==== Exercise inputs

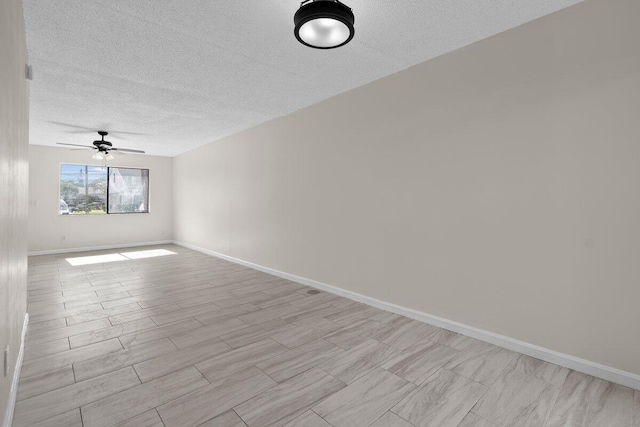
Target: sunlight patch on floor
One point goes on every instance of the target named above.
(124, 256)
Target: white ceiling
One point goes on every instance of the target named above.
(179, 74)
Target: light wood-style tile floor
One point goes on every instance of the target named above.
(191, 340)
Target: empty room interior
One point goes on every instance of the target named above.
(320, 213)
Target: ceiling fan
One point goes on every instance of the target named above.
(103, 147)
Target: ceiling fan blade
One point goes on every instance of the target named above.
(75, 145)
(84, 129)
(117, 132)
(103, 126)
(126, 150)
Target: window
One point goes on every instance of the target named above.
(91, 190)
(128, 190)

========

— Problem to solve —
Starting at the line that reads "Target: window" and ending at the last line of the material, give those lines as a numbered list, with any blank lines left out.

— Correct answer —
1. Target: window
2. One point goes on every instance of the target named above.
3. (91, 190)
4. (128, 190)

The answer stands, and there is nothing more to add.